Los Angeles Takes Center Stage in Apple TV+ Comedy 'The Studio'

Hollywood has a special sheen in Apple TV+’s The Studio. Like all great stories about Los Angeles — think 1974’s Chinatown, 1992’s The Player and 2016’s La La Land — the frenetic satire radiates with a warm glow and a sparkle of stardust. Even as backs are stabbed and rugs are pulled, the pure adoration for cinema is on full display. Here is a series about movies for people who love movies. 

Co-creator and star Seth Rogen, alongside a team that includes fellow co-creator Evan Goldberg, saw the series as an opportunity to unabashedly “revel in the beauty of Los Angeles.” 

“As people who [have] lived in Los Angeles for a long time, it’s still not lost on us — the magic of the city,” Rogen says.

The Studio — which premiered on March 26 and releases new episodes every Wednesday through May 21 — casts Rogen as Matt Remick, the newly-crowned head of production at the fictional Continental Studios, who attempts to reconcile art and commerce. Among the first tasks levied by his boss (Bryan Cranston) is to create a blockbuster out of the studio’s latest acquisition: the Kool-Aid Man. With a ragtag team of executives and producers — portrayed by Catherine O’Hara, Ike Barinholtz, Chase Sui Wonders and Kathryn Hahn — he sets out to spin magic out of … well, whatever is being dictated by the overlords. 

“The main thing we chased was a panicked, crazy vibe that is immersive — where you feel like you are in the types of situations we’ve been in,” Goldberg says.

INFORMATION SHOWN
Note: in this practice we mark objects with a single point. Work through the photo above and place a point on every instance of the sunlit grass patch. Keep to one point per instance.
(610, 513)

REQUIRED TASKS
- a) Rewrite the article on The Studio between "Hollywood has a" and "who love movies.", inclusive, putting "chaotic" in place of "frenetic".
- b) Which films does the article on The Studio name as great stories about Los Angeles?

SOLUTIONS TO THE TASKS
- a)
Hollywood has a special sheen in Apple TV+’s The Studio. Like all great stories about Los Angeles — think 1974’s Chinatown, 1992’s The Player and 2016’s La La Land — the chaotic satire radiates with a warm glow and a sparkle of stardust. Even as backs are stabbed and rugs are pulled, the pure adoration for cinema is on full display. Here is a series about movies for people who love movies.

- b)
- Chinatown (1974)
- The Player (1992)
- La La Land (2016)